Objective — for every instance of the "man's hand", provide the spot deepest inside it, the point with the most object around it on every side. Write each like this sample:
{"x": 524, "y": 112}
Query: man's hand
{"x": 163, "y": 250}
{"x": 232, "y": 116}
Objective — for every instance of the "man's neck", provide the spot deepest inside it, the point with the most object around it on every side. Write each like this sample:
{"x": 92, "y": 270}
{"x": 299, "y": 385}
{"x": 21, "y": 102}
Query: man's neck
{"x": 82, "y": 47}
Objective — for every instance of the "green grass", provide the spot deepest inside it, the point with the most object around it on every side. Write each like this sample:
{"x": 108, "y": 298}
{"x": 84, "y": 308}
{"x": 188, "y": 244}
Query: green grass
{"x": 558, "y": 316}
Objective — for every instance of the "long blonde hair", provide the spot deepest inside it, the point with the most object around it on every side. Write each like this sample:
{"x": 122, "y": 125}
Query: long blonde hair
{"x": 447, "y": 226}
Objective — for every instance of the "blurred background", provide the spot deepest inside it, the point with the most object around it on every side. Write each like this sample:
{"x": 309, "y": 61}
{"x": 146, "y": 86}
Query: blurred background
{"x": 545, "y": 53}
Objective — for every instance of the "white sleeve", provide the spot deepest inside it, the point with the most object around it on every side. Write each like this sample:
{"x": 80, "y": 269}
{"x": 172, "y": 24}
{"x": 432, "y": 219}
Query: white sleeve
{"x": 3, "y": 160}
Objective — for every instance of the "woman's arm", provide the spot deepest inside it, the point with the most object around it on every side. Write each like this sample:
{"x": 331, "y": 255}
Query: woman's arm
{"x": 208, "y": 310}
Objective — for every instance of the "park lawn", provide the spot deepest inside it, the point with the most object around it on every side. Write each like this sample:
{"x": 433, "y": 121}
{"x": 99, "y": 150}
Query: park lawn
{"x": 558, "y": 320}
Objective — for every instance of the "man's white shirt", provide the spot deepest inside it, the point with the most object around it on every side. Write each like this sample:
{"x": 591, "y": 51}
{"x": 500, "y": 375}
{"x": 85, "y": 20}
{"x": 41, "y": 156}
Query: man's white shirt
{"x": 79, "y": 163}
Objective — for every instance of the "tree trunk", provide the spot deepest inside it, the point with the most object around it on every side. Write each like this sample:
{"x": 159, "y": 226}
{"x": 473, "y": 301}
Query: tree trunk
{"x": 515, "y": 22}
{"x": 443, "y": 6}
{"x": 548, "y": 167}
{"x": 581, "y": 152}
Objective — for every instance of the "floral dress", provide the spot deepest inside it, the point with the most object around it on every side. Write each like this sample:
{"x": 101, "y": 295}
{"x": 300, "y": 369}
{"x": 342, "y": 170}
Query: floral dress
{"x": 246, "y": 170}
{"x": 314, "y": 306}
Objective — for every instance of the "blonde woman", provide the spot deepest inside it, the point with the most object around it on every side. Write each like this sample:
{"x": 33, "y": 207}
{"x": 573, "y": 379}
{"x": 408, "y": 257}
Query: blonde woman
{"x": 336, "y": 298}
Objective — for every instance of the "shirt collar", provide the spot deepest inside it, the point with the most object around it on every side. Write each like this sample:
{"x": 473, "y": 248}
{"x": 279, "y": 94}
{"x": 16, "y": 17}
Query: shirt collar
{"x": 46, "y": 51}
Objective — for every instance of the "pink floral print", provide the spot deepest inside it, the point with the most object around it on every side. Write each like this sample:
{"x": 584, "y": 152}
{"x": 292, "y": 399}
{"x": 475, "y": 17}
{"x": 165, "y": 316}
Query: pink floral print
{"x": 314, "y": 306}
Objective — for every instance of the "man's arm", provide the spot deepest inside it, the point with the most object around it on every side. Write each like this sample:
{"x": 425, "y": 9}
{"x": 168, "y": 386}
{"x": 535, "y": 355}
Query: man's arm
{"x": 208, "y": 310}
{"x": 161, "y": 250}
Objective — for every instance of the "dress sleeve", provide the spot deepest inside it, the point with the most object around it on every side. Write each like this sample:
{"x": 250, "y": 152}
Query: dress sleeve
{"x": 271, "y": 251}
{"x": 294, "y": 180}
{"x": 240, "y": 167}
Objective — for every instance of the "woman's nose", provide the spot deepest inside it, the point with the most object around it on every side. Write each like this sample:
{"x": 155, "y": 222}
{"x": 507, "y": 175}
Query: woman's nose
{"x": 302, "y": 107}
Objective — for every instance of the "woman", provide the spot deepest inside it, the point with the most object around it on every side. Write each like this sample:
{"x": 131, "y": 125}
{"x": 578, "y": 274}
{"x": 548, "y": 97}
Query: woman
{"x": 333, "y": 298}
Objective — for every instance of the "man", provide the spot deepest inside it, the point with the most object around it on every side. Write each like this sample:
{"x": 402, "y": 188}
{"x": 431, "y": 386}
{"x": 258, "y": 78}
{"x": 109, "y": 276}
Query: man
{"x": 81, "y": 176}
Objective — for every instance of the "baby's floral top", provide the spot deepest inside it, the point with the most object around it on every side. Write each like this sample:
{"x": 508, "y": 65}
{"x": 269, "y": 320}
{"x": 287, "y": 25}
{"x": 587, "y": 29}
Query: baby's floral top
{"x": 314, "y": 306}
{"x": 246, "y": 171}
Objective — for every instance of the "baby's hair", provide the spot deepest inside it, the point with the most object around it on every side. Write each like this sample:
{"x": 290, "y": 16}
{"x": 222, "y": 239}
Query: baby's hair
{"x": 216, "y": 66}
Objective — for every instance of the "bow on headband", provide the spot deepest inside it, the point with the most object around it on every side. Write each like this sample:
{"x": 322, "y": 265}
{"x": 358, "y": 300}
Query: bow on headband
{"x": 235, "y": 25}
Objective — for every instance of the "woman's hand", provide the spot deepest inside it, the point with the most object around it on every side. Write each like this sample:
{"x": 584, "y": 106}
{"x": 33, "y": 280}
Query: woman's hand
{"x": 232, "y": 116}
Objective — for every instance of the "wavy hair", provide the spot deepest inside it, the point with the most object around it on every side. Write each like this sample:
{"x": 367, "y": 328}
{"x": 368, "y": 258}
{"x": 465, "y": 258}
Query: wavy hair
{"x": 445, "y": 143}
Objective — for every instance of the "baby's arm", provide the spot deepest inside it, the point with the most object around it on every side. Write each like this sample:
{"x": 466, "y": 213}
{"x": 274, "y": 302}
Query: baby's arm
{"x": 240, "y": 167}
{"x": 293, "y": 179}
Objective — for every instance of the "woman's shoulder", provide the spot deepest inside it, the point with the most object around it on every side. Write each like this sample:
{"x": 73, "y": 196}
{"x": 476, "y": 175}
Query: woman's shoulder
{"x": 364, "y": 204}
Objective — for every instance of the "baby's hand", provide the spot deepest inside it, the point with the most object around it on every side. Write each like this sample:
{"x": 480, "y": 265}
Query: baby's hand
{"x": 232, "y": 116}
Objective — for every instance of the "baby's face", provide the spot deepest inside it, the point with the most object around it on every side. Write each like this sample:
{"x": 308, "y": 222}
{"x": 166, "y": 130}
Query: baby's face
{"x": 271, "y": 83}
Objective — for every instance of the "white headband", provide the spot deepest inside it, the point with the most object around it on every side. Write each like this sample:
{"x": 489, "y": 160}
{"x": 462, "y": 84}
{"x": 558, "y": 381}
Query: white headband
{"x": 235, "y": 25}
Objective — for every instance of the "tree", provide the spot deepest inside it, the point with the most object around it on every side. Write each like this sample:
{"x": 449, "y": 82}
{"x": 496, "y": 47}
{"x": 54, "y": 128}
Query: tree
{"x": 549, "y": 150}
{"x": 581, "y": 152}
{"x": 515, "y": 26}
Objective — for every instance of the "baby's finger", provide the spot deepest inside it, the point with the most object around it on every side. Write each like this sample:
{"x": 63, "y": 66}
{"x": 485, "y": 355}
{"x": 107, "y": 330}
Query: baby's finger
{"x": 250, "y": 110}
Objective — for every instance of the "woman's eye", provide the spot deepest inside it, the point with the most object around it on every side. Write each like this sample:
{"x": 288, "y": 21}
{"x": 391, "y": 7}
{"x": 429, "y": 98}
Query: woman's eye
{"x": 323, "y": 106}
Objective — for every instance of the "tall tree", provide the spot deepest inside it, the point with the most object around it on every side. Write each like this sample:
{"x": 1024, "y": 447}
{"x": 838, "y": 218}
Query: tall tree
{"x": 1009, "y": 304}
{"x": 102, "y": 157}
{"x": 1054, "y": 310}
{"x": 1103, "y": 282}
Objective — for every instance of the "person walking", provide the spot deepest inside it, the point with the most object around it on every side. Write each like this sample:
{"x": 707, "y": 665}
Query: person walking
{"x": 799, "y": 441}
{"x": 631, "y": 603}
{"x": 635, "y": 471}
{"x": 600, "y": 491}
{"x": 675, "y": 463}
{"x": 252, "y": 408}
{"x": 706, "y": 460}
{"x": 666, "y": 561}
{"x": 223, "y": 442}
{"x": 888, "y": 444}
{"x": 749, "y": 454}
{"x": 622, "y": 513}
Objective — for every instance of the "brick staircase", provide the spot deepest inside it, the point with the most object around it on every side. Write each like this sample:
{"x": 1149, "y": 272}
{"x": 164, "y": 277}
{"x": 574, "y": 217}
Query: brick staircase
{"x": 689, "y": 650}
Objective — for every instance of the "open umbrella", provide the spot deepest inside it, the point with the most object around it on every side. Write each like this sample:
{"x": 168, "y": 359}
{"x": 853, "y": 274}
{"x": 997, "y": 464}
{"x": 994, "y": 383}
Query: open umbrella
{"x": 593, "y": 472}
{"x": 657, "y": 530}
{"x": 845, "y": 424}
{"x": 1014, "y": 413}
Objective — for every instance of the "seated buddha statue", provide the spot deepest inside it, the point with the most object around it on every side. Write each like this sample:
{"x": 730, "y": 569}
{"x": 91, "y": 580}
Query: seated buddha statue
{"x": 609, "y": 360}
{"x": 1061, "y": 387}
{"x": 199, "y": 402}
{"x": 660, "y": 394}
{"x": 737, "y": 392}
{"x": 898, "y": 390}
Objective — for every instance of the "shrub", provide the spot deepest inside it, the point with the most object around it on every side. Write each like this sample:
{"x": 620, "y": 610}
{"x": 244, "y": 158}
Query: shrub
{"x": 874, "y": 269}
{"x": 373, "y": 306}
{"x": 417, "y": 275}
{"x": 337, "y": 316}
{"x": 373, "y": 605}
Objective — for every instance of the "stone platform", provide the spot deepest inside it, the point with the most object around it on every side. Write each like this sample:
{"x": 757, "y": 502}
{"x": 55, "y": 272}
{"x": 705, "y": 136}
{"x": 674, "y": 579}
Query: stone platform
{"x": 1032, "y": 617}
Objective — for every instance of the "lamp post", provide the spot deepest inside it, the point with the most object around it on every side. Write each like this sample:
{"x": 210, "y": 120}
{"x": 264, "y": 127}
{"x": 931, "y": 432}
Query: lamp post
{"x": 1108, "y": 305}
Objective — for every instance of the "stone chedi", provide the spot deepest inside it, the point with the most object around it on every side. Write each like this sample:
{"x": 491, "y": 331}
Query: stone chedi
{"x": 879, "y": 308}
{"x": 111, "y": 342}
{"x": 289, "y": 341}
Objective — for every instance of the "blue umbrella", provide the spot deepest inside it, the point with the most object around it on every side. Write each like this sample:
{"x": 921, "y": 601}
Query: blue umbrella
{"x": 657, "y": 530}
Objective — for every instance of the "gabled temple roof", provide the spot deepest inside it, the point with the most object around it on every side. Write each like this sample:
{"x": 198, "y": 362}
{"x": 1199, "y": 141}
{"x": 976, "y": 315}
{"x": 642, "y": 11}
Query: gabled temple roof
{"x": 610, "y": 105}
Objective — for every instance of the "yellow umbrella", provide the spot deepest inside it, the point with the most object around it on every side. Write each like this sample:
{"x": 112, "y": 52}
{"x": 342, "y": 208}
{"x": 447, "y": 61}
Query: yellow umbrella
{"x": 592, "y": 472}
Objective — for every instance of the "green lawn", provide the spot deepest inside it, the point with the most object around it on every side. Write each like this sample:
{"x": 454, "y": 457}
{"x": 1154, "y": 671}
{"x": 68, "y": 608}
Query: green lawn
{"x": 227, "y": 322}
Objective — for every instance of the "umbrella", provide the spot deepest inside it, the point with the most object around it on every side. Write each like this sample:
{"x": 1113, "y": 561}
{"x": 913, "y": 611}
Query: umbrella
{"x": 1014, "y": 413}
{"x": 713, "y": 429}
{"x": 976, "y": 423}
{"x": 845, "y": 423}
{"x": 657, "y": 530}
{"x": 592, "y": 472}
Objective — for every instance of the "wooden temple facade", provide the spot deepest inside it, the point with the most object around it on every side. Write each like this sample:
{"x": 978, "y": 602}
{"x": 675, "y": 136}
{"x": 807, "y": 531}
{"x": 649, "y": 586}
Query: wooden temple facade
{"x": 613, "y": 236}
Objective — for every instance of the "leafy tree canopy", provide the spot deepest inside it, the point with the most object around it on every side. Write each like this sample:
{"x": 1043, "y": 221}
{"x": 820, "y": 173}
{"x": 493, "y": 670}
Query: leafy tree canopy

> [Activity] Work out how many lines in the material contain the string "leafy", then write that number and nothing more.

> [Reply] 2